Text under study:

Nepal sees surge in wildlife poaching due to Covid-19 lockdown
April 04 2020 11:59 AM
Nepalese police officers stand guard  amid fear of outsiders spreading coronavirus disease
Nepalese police officers stand guard amid fear of outsiders spreading coronavirus disease

Dpa/Kathmandu

Poachers in Nepal are taking advantage of slack monitoring and sparse public movement during the Covid-19 lockdown, with the country seeing a surge in killing of wildlife under the shadow of the coronavirus pandemic.

Officials say that an elephant and three crocodiles have been killed since the country went into lockdown on March 24, a period which also saw a deadly encounter between poachers and wildlife rangers.

‘We have increased patrolling following a rise in the movement of poachers; But its not surprising as we were expecting that something like this would happen,’ Bishnu Prasad Shrestha, a spokesperson for Nepal's Department of National Park and Wildlife Conservation (DNPWC), told dpa on Saturday.

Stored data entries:
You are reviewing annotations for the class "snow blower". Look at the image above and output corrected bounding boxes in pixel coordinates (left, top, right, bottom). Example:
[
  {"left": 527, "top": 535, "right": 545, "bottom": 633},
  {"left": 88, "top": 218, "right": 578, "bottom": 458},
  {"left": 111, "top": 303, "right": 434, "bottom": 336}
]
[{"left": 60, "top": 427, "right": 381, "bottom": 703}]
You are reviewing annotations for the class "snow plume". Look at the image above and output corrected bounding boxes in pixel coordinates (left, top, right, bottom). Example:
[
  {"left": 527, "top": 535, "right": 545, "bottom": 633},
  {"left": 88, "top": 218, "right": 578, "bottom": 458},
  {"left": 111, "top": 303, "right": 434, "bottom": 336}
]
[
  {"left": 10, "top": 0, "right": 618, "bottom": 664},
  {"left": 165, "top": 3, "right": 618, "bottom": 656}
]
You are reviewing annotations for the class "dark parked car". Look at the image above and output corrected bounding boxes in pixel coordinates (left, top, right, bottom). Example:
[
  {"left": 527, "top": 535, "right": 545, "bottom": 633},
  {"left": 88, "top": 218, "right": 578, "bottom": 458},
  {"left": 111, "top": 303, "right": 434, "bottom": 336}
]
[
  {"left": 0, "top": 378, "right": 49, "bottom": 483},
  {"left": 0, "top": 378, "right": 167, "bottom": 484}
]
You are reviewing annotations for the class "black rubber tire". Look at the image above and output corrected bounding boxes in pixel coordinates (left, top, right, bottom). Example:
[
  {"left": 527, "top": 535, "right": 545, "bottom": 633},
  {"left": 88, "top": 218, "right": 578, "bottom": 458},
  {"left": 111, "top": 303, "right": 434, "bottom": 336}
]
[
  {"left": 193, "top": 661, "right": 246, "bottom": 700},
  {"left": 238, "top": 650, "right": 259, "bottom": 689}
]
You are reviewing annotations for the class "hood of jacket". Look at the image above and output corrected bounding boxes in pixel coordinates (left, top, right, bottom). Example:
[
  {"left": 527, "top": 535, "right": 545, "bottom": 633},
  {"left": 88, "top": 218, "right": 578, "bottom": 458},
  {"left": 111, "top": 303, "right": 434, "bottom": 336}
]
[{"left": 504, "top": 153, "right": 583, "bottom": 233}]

Problem 1:
Translate this sentence from the article on wildlife poaching in Nepal into French: "Officials say that an elephant and three crocodiles have been killed since the country went into lockdown on March 24, a period which also saw a deadly encounter between poachers and wildlife rangers."
Problem 2:
Extend the article on wildlife poaching in Nepal past its last sentence.
The records have no connection to the text about wildlife poaching in Nepal.

Task output 1:
Les responsables affirment qu'un éléphant et trois crocodiles ont été tués depuis que le pays a été placé en confinement le 24 mars, une période qui a également été marquée par un affrontement meurtrier entre des braconniers et des gardes de la faune sauvage.

Task output 2:
DNPWC officials said that three critically endangered Gharial crocodiles were killed around Chitwan National Park, while the elephant was found electrocuted in the buffer zone of the Bardiya National Park in western Nepal.

Authorities have buried the adult elephant after taking out its tusks and nails.

 National parks across the country have been reporting incidents of encounters between wildlife rangers and poachers.

On March 27, a poacher was shot dead, while a wildlife ranger belonging to the Nepal Army was seriously injured in crossfire that occurred in Parsa National Park in Nepal's central region bordering India.

Experts say multiple factors - including the impact of Covid-19 on the livelihoods of poor people, less patrolling, little movement of people and entry of animals into human settlements - are contributing to the increase in poaching activities.

‘This is also a time when villages are witnessing a rise in people returning from big cities in the wake of the lockdown,’ Ananath Baral, chief ranger of the Bardiya National Park, told dpa.

‘Naturally, people with a criminal mindset are also returning.

‘They are trying to take advantage of the lockdown,’ he said, adding that some incidents are also resulting from human-wildlife conflict.

Wildlife activists in Nepal have forecast a rise in poaching activities as the lockdown continues to affect the livelihoods of poor people, including daily wage labourers.